_SELECTED EXCERPT:_
__________

19. Section 8(2) of this Act corresponds to s. 8(2) of the Central Ordinance No. 27 of 1949. This Act repeals the Ordinance and practically enacts its provisions. Under this Act also the automatic vesting of the evacuee property in the Custodian under the U. P. Ordinance No. 1 of 1949 deemed to have continued to vest under the Custodian appointed under the Central Ordinance No. 27 of 1949 is continued, by fiction, under this Act. The High Court of Allahabad in Azimunnissa's case held that there was no valid vesting under Ordinance XII of 1949 or even under Ordinance XX of 1949 for lack of legislative competence and, that, therefore, the deeming clause in Ordinance XXVII of 1949 or Act XXXI of 1950 would not continue the vesting. This defect was cured by Act 1 of 1960 retrospectively validating the vesting under the earlier laws. This aspect of the case was considered by this Court in Azimunissa v. The Deputy Custodian, Evacuee properties, District Deoria : 2SCR91 . Therein Kapur, J., speaking for the Court, observed : ' The effect of s. 8(2-A) is that what purported to have vested under s. 8 (2) of Ordinance XXVII of 1949 and which is to be deemed to be vested under s. 8 of the Act which repealed that Ordinance, notwithstanding any invalidity in the original vesting or any decree or order of the Court shall be deemed to be evacuee property validly vested in the Custodian and any order made by the Custodian in relation to the property shall be deemed to be valid. Thus retrospective effect is given to the Act to validate (1) what purports to be vested; (2) removes all defects or invalidity in the vesting or fictional vesting s. 8 (2) of Ordinance XXVII of 1949 or s. 8 (2) of Ordinance XXVII of 1949 or s. 8(2) of the Act which repealed the Ordinance; (3) makes the decrees and judgments to the contrary of any court in regard to the vesting in effective; (4) makes the property evacuee property by its deeming effect; and (5) validates all orders passed by the Custodian in regard to the property'.

__________

_EXERCISE TASKS:_
**a)** In the excerpt on evacuee property vesting, which Act cured the defect by retrospectively validating the vesting under the earlier laws?
**b)** Continue the excerpt on evacuee property vesting, starting after its final sentence.

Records
__________

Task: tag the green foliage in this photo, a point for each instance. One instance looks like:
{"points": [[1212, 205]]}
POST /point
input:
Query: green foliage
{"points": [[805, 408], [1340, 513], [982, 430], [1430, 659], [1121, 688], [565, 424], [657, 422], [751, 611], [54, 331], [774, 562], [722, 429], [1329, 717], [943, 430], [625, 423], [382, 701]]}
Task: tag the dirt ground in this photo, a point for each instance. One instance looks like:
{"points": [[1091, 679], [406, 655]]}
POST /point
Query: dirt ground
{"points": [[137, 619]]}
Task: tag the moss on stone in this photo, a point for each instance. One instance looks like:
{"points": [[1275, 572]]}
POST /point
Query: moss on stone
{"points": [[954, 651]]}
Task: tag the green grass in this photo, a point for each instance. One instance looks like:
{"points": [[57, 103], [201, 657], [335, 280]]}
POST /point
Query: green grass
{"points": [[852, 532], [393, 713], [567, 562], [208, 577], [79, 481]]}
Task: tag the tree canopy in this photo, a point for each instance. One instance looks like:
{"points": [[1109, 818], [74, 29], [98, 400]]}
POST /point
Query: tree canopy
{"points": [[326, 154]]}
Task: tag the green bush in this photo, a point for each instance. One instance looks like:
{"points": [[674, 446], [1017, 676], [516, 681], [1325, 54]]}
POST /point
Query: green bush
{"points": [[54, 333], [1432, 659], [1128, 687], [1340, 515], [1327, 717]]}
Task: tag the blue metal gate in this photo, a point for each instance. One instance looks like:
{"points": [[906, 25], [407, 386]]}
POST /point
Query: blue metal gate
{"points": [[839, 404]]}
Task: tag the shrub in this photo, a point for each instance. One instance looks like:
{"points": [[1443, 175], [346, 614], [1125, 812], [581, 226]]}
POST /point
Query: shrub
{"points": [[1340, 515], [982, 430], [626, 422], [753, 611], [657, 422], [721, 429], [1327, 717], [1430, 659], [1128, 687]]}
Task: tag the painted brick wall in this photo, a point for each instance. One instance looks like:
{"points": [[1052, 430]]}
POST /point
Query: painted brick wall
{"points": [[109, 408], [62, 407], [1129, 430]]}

__________

_WRITTEN ANSWERS:_
**a)** Act 1 of 1960.

**b)**
20. In the instant case, from the narration of the facts it is clear that Abdul Latif Harjee Esmail, in view of the disturbed conditions, went away to Pakistan in the year 1948 and, therefore, he was an evacuee within the meaning of the U. P. Ordinance 1 of 1949. His property, i.e., his interest in the partnership business, automatically vested under the Ordinance in the Custodian. The Deputy Custodian of Evacuee Property, Kanpur issued notice to the firm on September 7, 1949, informing the firm that the Kanpur property of the firm would be taken possession. The said vesting was deemed to have taken place the under the Central Ordinance 27 of 1949 and the Central Act 31 of 1950. Subsequent proceedings were taken under the provisions of the said Central Ordinance and Act. As stated above, the automatic vesting of Abdul Latif Hajee Esmail's sharse in the firm was continued by Central Ordinance 27 of 1949 and Central Act 31 of 1950 by the deeming provisions contained therein. Therefore, no question of issuing further notice or making a declaration that the said interest was evacuee property under s. 7 (1) of the Ordinance arises. Section 7 only applies to properties other than those which have been vested automatically in the Custodian. Such a vesting cannot be reopened under the Central Ordinance or the Central Act, for it has already vested thereunder by a fiction. It follows that the petitioners have no interest in the share of Abdul Latif Hajee Esmail in the firm which had vested in the Custodian.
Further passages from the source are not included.